Saved data entries:
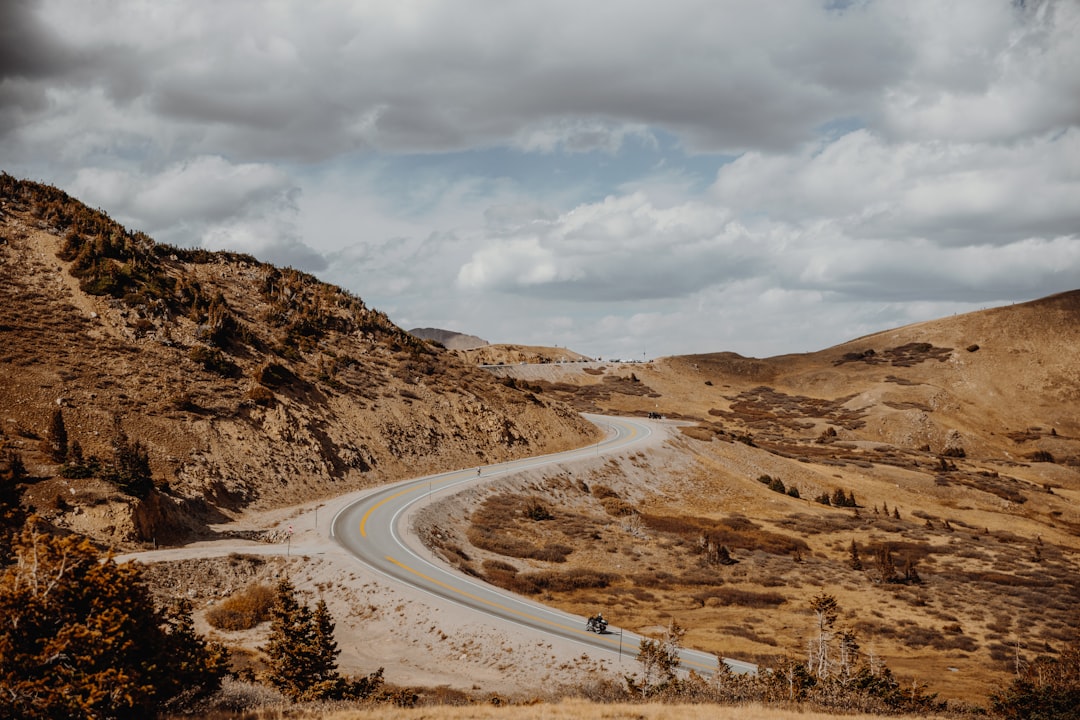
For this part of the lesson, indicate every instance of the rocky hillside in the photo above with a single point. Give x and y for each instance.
(193, 385)
(927, 476)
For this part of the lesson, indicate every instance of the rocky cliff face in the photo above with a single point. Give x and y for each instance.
(247, 386)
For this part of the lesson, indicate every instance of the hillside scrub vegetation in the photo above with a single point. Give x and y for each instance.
(81, 637)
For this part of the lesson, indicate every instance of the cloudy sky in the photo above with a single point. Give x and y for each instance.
(624, 178)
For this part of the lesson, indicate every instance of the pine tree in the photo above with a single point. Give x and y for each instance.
(324, 648)
(856, 562)
(131, 465)
(55, 443)
(81, 637)
(291, 644)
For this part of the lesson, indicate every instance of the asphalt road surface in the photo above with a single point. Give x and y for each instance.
(373, 529)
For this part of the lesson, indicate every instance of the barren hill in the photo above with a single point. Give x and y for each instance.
(244, 385)
(927, 476)
(448, 339)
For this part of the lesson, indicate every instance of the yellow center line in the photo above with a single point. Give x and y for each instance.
(491, 603)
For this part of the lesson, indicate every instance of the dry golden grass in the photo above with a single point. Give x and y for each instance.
(570, 710)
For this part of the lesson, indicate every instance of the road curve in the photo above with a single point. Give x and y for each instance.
(373, 530)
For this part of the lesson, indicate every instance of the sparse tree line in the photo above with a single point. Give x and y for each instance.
(838, 676)
(81, 637)
(129, 469)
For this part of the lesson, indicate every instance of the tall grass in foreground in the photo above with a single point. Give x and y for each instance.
(572, 709)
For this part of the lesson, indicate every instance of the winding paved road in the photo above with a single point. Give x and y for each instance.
(373, 529)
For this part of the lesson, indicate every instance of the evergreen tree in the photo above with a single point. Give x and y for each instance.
(131, 465)
(55, 443)
(292, 642)
(324, 648)
(302, 654)
(81, 637)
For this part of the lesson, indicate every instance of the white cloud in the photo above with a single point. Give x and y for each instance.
(888, 160)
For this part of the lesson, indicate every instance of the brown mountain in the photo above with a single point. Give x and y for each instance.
(927, 476)
(242, 385)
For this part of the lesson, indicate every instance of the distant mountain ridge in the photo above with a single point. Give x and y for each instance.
(449, 339)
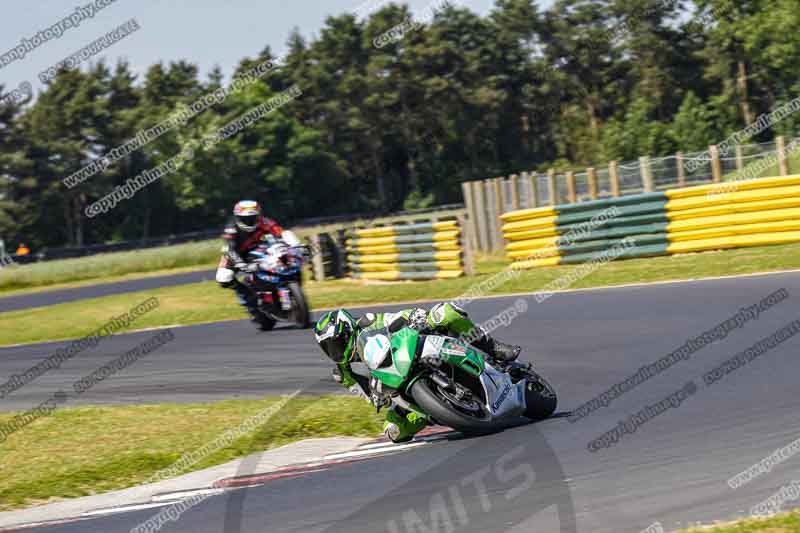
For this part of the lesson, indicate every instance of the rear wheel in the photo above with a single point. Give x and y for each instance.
(467, 415)
(300, 312)
(262, 321)
(540, 397)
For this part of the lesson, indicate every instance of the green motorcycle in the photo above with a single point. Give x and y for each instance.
(449, 381)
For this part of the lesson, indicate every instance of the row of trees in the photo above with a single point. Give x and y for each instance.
(376, 129)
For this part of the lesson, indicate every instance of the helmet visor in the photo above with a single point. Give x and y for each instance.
(248, 220)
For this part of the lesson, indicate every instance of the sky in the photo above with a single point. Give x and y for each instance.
(205, 32)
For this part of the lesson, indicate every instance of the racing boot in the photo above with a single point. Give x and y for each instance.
(401, 427)
(505, 352)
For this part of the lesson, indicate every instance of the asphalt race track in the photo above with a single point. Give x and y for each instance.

*Written problem:* Reproduce all of the records above word for word, omitting the pictures.

*Solution for this exercise:*
For this part of the lesson, indicate every instance of the rocky hillside in the photo above with a single point. Give x and y for each instance.
(193, 385)
(927, 476)
For this part of the lesson, indicate every instance of the rocky cliff face in the photo above with a single point. Give x and y for each instance.
(247, 386)
For this part of the lesson, indicate every instance of the hillside scrub vegetation in the photo above with a single point. Give x and y for each instance.
(81, 637)
For this part of the lesson, indicate every instance of the cloudy sky in the photo above with a single point. Give x and y for each instance.
(624, 178)
For this part of the lesson, indicate every instance of the pine tree in the photo above with a single point. Give x and y for each instance.
(324, 648)
(856, 562)
(131, 465)
(55, 443)
(81, 637)
(291, 644)
For this part of the lesson, indicate every instance of the asphalt road surface in the photo above with a single point. Give x and y for each instance.
(373, 529)
For this part of the lesson, indicate every instance of the barren hill in the photo above with a single point. Give x and y for each instance.
(244, 385)
(927, 476)
(448, 339)
For this part of the lesson, indicate every instance of the yellow center line in the photo above with a single point. Give x and y for each instance.
(491, 603)
For this part of the lesson, indicate every instance of the dry golden grass in the photo above with a single point. Give x and y for each instance.
(570, 710)
For this part of the lesson, indicate every instance of the road curve in the photo above with a single point. Give x and y for each instance.
(373, 530)
For this part of the lesson, indicate every instance of the sparse tree line in the photo above with a single point. Give x and y for each instance.
(838, 676)
(81, 637)
(129, 469)
For this part of the lesson, indicate every instance of the tall grass in foreground in the photo above with a single point. Give x and y for each instance.
(572, 709)
For this part of the lesson, indicate every instance of the winding paved road in the photo above with a single point. Give x and y for each instance.
(373, 529)
For this part of the lesson, indicate every instance of the evergreen tree in the photo above with a single point. Give x and y for each instance.
(131, 465)
(55, 443)
(292, 642)
(324, 648)
(302, 654)
(81, 637)
For this part of the lesson, indicate every instance of the white cloud in the photo above with a single point. Give x and y for each instance.
(888, 160)
For this part of the lesson, indicate every instance of the brown mountain in the photo above with a single point. Give x and y for each instance.
(927, 476)
(242, 385)
For this part of the lesson, indicate every instance of the distant mountain ridge in the photo above with a single point. Give x and y for each instance.
(449, 339)
For this part of the lesson, indicate every instance of the rear wheel in the photo above with a single point. Give x and y for each instance.
(467, 415)
(300, 312)
(262, 321)
(540, 397)
For this part of the lesson, indicate every instance of the green motorcycle in the photo above with a single point. Give x and y for each instance.
(449, 381)
For this part of the lesson, indicate every instance of the row of trees in the photo above with a single point. Give x and y for each instance.
(376, 129)
For this part of the lesson, indicate every instance of the helmet visor in the photo above with a single point. Give x and y for each instance.
(248, 220)
For this part of the lesson, indicate every instance of the sky in the photo above with a single point. Give x and y for each instance.
(205, 32)
For this part of the lesson, indicate every instance of the racing boot in the photo above with a single point. Give x and y for each instance.
(401, 427)
(505, 352)
For this part of the lesson, indicate every instance of the asphalt race track in the photo above with a single point. Give x and y for each instance.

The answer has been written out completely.